→ Document text:

# MTL eliquid ... What are the secrets to creating that "thick" rich desert flavour



## Intuthu Kagesi (30/11/20)

What are the secrets to creating that thick and rich MTL flavour that commercial desert flavours seem to share ... my eliquids by comparison are almost thin and watered down.
My flavour bias is towards deserts, with a splash of the ol' RY4

Reactions: Like 1


----------



## CJB85 (30/11/20)

Following this closely, because simply bumping up %'s on DL liquids and mixing at 50/50 doesn't seem to automatically translate into a good MTL liquid.
When you ask about % adjustments online, you get answers varying all the way from nothing, up to double the %...

Reactions: Like 2 | Agree 1


----------



## Intuthu Kagesi (30/11/20)

CJB85 said:


> Following this closely, because simply bumping up %'s on DL liquids and mixing at 50/50 doesn't seem to automatically translate into a good MTL liquid.
> When you ask about % adjustments online, you get answers varying all the way from nothing, up to double the %...



Agreed CJB85 ... the advice received to date has been to simply? increase flavour between 10 and 20% moving from DL to MTL, and in my experience, it's still a 'thin' flavour

Reactions: Like 1 | Agree 1


----------



## Stranger (30/11/20)

I found when I started DIY, I forgot all about adjusting the VG/PG ratio to accommodate the PG flavorings. I was using pre made 70/30 pre mix 

I don't do tobacco's but I love my banana custards, also was a bit "thin" as you say. I found Meringue helped to thicken it out. I have also been trying a couple of "crusts". Graham cracker and cheesecake crust also seem to make the vape more dense. They both have a dominant flavour and you don't need much.

Reactions: Like 2 | Thanks 1


----------



## Puff the Magic Dragon (30/11/20)

You could try these from Wayne (DiyorDie)

→ Short task 1: In the forum thread on MTL e-liquid, which two crust flavors did Stranger say make the vape more dense?
→ Short task 2: Reproduce the forum thread from "Agreed CJB85 ..." up to and including "don't need much.".
→ Short task 3: Condense the paragraph of the forum thread that begins "I don't do tobacco's but I love my banana custards" into a short bulleted list that keeps its main facts.

→ Data supplied:
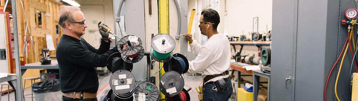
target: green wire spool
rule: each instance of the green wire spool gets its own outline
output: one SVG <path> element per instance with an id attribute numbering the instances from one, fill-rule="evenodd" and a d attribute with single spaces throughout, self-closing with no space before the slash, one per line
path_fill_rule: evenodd
<path id="1" fill-rule="evenodd" d="M 261 49 L 261 57 L 262 65 L 270 65 L 271 62 L 271 49 L 268 48 L 263 48 Z"/>
<path id="2" fill-rule="evenodd" d="M 150 82 L 142 83 L 134 90 L 135 101 L 156 101 L 159 99 L 159 96 L 158 87 Z"/>
<path id="3" fill-rule="evenodd" d="M 159 62 L 165 62 L 170 60 L 172 52 L 175 47 L 175 41 L 171 36 L 166 34 L 159 34 L 152 38 L 150 56 Z"/>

→ Final result 1: Graham cracker and cheesecake crust.

→ Final result 2:
Agreed CJB85 ... the advice received to date has been to simply? increase flavour between 10 and 20% moving from DL to MTL, and in my experience, it's still a 'thin' flavour

Reactions: Like 1 | Agree 1


----------



## Stranger (30/11/20)

I found when I started DIY, I forgot all about adjusting the VG/PG ratio to accommodate the PG flavorings. I was using pre made 70/30 pre mix 

I don't do tobacco's but I love my banana custards, also was a bit "thin" as you say. I found Meringue helped to thicken it out. I have also been trying a couple of "crusts". Graham cracker and cheesecake crust also seem to make the vape more dense. They both have a dominant flavour and you don't need much.

→ Final result 3:
- No tobacco flavors, but a fan of banana custards, which also came out "thin."
- Meringue helped thicken the flavor.
- Graham cracker and cheesecake crusts also make the vape denser.
- Both crusts have a dominant flavor, so only a small amount is needed.